◆ EXERCISE TASKS ◆
A - List the three projects in China that the passage on Hong Kong and China says were built by enormous manpower.
B - Please write out everything from "Interest in religion" down to "at their gravesite." in the passage on Hong Kong and China.
C - According to the passage on Hong Kong and China, how many Buddhist monks are there now in all of Hong Kong?

There are some remarkable construction projects under way in Hong Kong. Planning is under way for the airport to build a third runway. Only 14 years after the airport was opened, it is overcrowded already and needs to expand in order to remain competitive. Also, a high-speed passenger train service is under construction between Hong Kong and Beijing. Air travel between the two cities takes 2 – 3 hours. The current train needs 28 hours while the new high-speed bullet train will be able to cover the distance in just under 8 hours. The project should be completed in 3 to 5 years.
Disneyland opened in Hong Kong several years ago and has been profitable for the last two years. The theme park took 5 years to build and was initiated as a 49/51% partnership between Disney and the Chinese government. China owns the 51% portion. Now Disney is coming to Shanghai.
Hong Kong is building a new hospital on Landau Island but won’t be able to open due to the lack of nurses. Universities have increased spaces to train more health care professionals and the salaries for nurses have increased to US$2,700.- When ill, most people in Hong Kong go to a western Dr. first for relief of symptoms, then they visit a Chinese Dr. for prescriptions of traditional herbal medicine and a cure for their ailment.
Interest in religion and spirituality has subsided during the last 2 or 3 decades. There used to be over 50 Buddhist monks during the 1960s, now there are 25 in all of Hong Kong. Young people in particular face a dilemma with age-old customs and traditions: how to make time for spiritual practice, family time and observance of cultural traditions while staying competitive in a career environment. I have heard from a number of people about their inner conflict. On the one hand they feel pressure from parents and grandparents to observe the customs of their ethnic group, on the other hand they simply do not have the time. One such custom is to pack up the family BBQ, head for the cemetery and make food offerings to the ancestors at their gravesite.
Do you believe there are circumstances under which a totalitarian government is preferable to a democratic system? I have thought about that question a lot during our journey through these highly populated places. If China actually turned towards democracy, do we as westerners really think that peace could be maintained in this country with all its ethnic minorities? Wouldn’t it face the same fate as the Soviet Union in 1989 or many countries on the African continent at the end of colonial rule? Do you think China could feed its people if suddenly political leaders were to be elected for political office and had to woo public opinion instead of being appointed and able to make unpopular but necessary decisions? I can just see it: “Vote for me and I will do away with the one-child policy. As my first act in office I will make sure that every family in China can have as many children as they desire.” Or “If elected, I will work towards the goal of everybody in the country being able to afford their own car.” That would be just as stupid and unwise as Newt Gingrich’s promise of $2.50/gal gas.
China’s 1,700 km (1,100 mile) long Grand Canal from Shanghai to Beijing was dug by hand by millions of peasant workers. 33 times as long as the Panama Canal, it is a perfect example of the kind of projects the Chinese are capable to completing. Enormous manpower also built the 6,000 km (4,000 mile) long Great Wall and, more recently, the Three Gorges Hydroelectric Dam. All of the above required huge sacrifices on part of the population and without much consideration for the environment or human life.
How can we westerners, with our obsession about individualism, our addiction to deficit budgets, our concern about human rights and our anxiety around environmental degradation, ever compete economically with China?

◆ INFORMATION SHOWN ◆
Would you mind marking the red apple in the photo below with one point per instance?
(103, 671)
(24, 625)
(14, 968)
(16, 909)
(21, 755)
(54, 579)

◆ SOLUTIONS TO EACH TASK ◆
A -
The Grand Canal from Shanghai to Beijing
The Great Wall
The Three Gorges Hydroelectric Dam

B -
Interest in religion and spirituality has subsided during the last 2 or 3 decades. There used to be over 50 Buddhist monks during the 1960s, now there are 25 in all of Hong Kong. Young people in particular face a dilemma with age-old customs and traditions: how to make time for spiritual practice, family time and observance of cultural traditions while staying competitive in a career environment. I have heard from a number of people about their inner conflict. On the one hand they feel pressure from parents and grandparents to observe the customs of their ethnic group, on the other hand they simply do not have the time. One such custom is to pack up the family BBQ, head for the cemetery and make food offerings to the ancestors at their gravesite.

C - 25